- **Required task**: Turn the lines below into a numbered list, dropping the blank lines and leaving out the pictures.

- **Record set**:
** START **

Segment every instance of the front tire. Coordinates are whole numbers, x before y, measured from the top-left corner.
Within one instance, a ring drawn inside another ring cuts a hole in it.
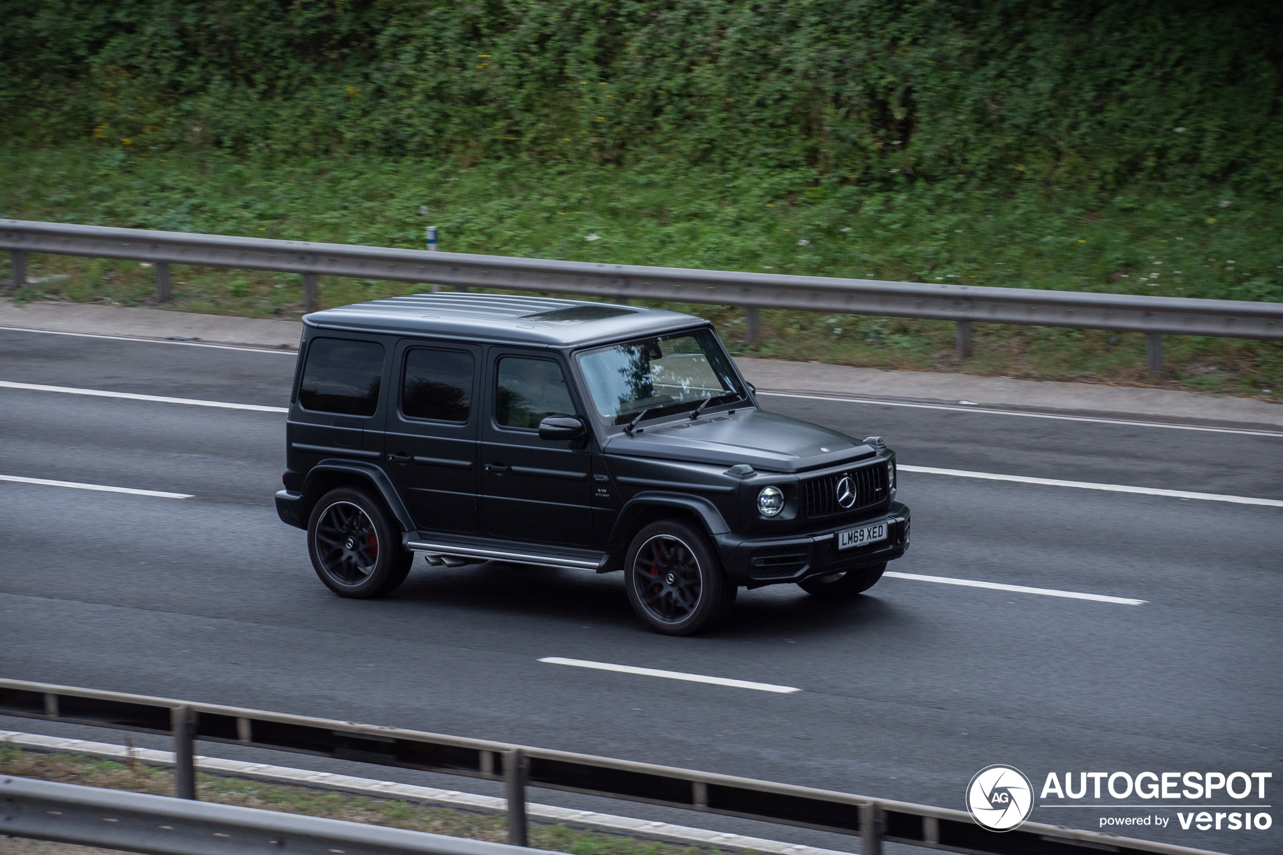
[[[845,573],[812,576],[810,579],[802,579],[798,582],[798,587],[811,596],[826,597],[830,600],[853,597],[857,594],[863,594],[872,586],[878,585],[878,579],[881,578],[885,569],[887,561],[883,561],[881,564],[857,567],[856,569],[847,570]]]
[[[355,487],[331,490],[312,509],[308,554],[326,587],[354,599],[387,594],[405,581],[414,560],[382,505]]]
[[[638,532],[624,569],[633,610],[666,636],[707,629],[735,605],[736,588],[707,538],[681,520],[659,520]]]

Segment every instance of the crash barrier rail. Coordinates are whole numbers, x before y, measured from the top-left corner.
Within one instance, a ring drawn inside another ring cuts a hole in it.
[[[973,855],[1092,850],[1210,855],[1041,823],[994,833],[961,810],[508,742],[15,679],[0,679],[0,715],[171,736],[174,790],[183,799],[196,797],[195,740],[503,781],[508,842],[517,846],[526,845],[525,791],[532,786],[851,834],[861,838],[862,855],[881,855],[883,841]]]
[[[529,855],[507,843],[15,777],[0,778],[0,834],[155,855]]]
[[[960,359],[971,355],[975,323],[1143,332],[1151,372],[1162,369],[1164,335],[1283,340],[1283,303],[557,261],[18,219],[0,219],[0,250],[12,253],[14,287],[27,282],[30,253],[151,261],[162,301],[171,296],[169,265],[194,264],[298,273],[308,311],[317,309],[317,277],[343,276],[744,306],[749,342],[757,338],[761,309],[952,320]]]

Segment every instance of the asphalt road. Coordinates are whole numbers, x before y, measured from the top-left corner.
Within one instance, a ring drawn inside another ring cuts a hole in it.
[[[9,382],[284,406],[293,370],[293,355],[281,353],[0,332],[0,381]],[[902,464],[1283,499],[1278,436],[763,403],[857,437],[880,433]],[[635,620],[618,574],[421,561],[384,600],[332,596],[308,563],[303,532],[281,524],[271,505],[282,422],[273,413],[0,388],[0,474],[192,495],[0,482],[0,674],[955,809],[971,776],[993,763],[1019,767],[1039,788],[1048,772],[1093,770],[1274,772],[1269,787],[1283,786],[1283,508],[906,472],[899,499],[913,509],[913,546],[890,569],[1144,604],[902,578],[834,604],[775,586],[742,591],[716,632],[666,638]],[[802,691],[540,664],[544,656]],[[118,738],[12,718],[0,728]],[[432,786],[485,791],[444,777]],[[1252,804],[1280,813],[1270,792]],[[532,799],[843,845],[566,793]],[[1182,831],[1177,809],[1135,799],[1128,809],[1046,801],[1055,800],[1041,801],[1032,819],[1096,828],[1101,817],[1152,813],[1170,817],[1170,827],[1135,836],[1227,852],[1283,849],[1278,826]]]

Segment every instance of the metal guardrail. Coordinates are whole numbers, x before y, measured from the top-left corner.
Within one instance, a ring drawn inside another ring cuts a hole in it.
[[[15,777],[0,778],[0,834],[155,855],[530,855],[507,843]]]
[[[1042,823],[993,833],[961,810],[507,742],[15,679],[0,679],[0,715],[172,736],[176,790],[187,799],[195,799],[194,740],[504,781],[508,842],[521,846],[529,784],[857,836],[863,855],[881,855],[883,841],[971,855],[1089,850],[1212,855]]]
[[[1283,303],[556,261],[18,219],[0,219],[0,250],[13,254],[15,286],[27,281],[28,253],[151,261],[162,300],[169,296],[169,264],[298,273],[308,311],[317,308],[317,277],[341,276],[745,306],[751,340],[763,308],[952,320],[960,358],[971,355],[974,323],[1142,332],[1151,370],[1162,368],[1164,335],[1283,340]]]

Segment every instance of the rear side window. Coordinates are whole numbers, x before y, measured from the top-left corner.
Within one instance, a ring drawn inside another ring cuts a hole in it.
[[[494,415],[503,427],[538,428],[553,413],[574,413],[561,365],[545,359],[499,360]]]
[[[402,413],[413,419],[467,422],[472,409],[472,354],[416,347],[405,354]]]
[[[303,368],[303,409],[373,415],[384,376],[384,346],[375,341],[313,338]]]

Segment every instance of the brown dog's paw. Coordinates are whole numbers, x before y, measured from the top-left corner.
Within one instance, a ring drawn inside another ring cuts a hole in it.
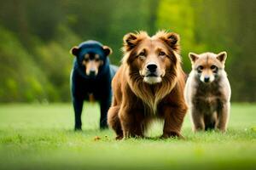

** END **

- **Answer in full**:
1. Segment every instance of the front tire. Coordinates are whole numbers, x before y, measured from the top-left corner.
2. Within one instance, a ring drawn inside another ring cuts a hole in it.
3. [[[845,573],[812,576],[810,579],[802,579],[798,582],[798,587],[811,596],[826,597],[830,600],[853,597],[857,594],[863,594],[872,586],[878,585],[878,579],[881,578],[885,569],[887,561],[883,561],[881,564],[857,567],[856,569],[847,570]]]
4. [[[355,487],[331,490],[312,509],[308,554],[326,587],[354,599],[387,594],[405,581],[414,560],[382,505]]]
5. [[[638,532],[624,569],[633,610],[666,636],[707,629],[735,605],[736,588],[707,538],[681,520],[659,520]]]
6. Segment every instance of the crash barrier rail. Coordinates are whole numbers, x before y, measured from the top-left corner.
7. Within one instance, a ring drawn inside another ring cuts a hole in it.
8. [[[973,855],[1092,850],[1210,855],[1041,823],[994,833],[961,810],[508,742],[15,679],[0,679],[0,715],[171,736],[174,790],[183,799],[196,797],[195,740],[503,781],[508,842],[517,846],[526,845],[525,791],[532,786],[851,834],[861,838],[862,855],[881,855],[883,841]]]
9. [[[529,855],[507,843],[15,777],[0,778],[0,834],[155,855]]]
10. [[[960,359],[971,355],[975,323],[1143,332],[1151,372],[1162,369],[1164,335],[1283,340],[1283,303],[557,261],[18,219],[0,219],[0,250],[12,253],[14,287],[27,282],[30,253],[151,261],[162,301],[171,296],[169,265],[194,264],[298,273],[308,311],[317,309],[317,277],[343,276],[744,306],[749,342],[757,338],[761,309],[952,320]]]
11. Segment every instance of the asphalt road. Coordinates are whole numbers, x before y, measured from the top-left corner.
12. Within one instance, a ring drawn inside another ring cuts a hole in it.
13. [[[9,382],[284,406],[293,370],[293,355],[281,353],[0,332],[0,381]],[[902,464],[1283,499],[1278,436],[763,403],[857,437],[880,433]],[[635,620],[618,574],[421,561],[384,600],[332,596],[308,563],[303,532],[281,524],[271,505],[282,422],[273,413],[0,388],[0,474],[192,495],[0,482],[0,674],[955,809],[971,776],[993,763],[1019,767],[1039,788],[1048,772],[1093,770],[1274,772],[1269,787],[1283,786],[1283,508],[906,472],[899,499],[913,509],[913,546],[890,569],[1144,604],[902,578],[834,604],[775,586],[742,591],[716,632],[666,638]],[[802,691],[540,664],[544,656]],[[118,738],[12,718],[0,728]],[[432,786],[485,791],[444,777]],[[1252,804],[1280,813],[1270,792]],[[532,799],[843,845],[566,793]],[[1182,831],[1177,809],[1135,799],[1128,809],[1046,801],[1055,800],[1041,801],[1032,819],[1096,828],[1101,817],[1152,813],[1170,817],[1170,827],[1135,836],[1227,852],[1283,849],[1278,826]]]
14. Segment every instance of the metal guardrail. Coordinates are whole numbers, x before y, measured from the top-left corner.
15. Within one instance, a ring drawn inside another ring cuts a hole in it.
16. [[[15,777],[0,778],[0,834],[155,855],[530,855],[507,843]]]
17. [[[1042,823],[993,833],[961,810],[507,742],[15,679],[0,679],[0,715],[172,736],[176,790],[187,799],[195,799],[194,740],[504,781],[508,842],[521,846],[529,784],[857,836],[863,855],[881,855],[883,841],[971,855],[1089,850],[1212,855]]]
18. [[[1283,303],[556,261],[18,219],[0,219],[0,250],[13,254],[15,286],[27,281],[28,253],[151,261],[162,300],[169,296],[169,264],[298,273],[308,311],[317,308],[317,277],[341,276],[745,306],[751,340],[763,308],[952,320],[960,358],[971,355],[974,323],[1142,332],[1151,370],[1162,368],[1164,335],[1283,340]]]
19. Segment every instance of the rear side window. Coordinates are whole numbers, x before y, measured from the top-left corner.
20. Within one instance, a ring drawn inside another ring cuts a hole in it.
21. [[[494,415],[503,427],[538,428],[553,413],[574,413],[561,365],[545,359],[499,360]]]
22. [[[402,413],[413,419],[467,422],[472,409],[472,354],[416,347],[405,354]]]
23. [[[303,368],[303,409],[373,415],[384,376],[384,346],[375,341],[313,338]]]
24. Segment every instance of the brown dog's paw. Coordinates are whole numbers, x before y, measured from the top-left corner.
25. Within one instance, a ring drawn inside another ring cuts a hole in it.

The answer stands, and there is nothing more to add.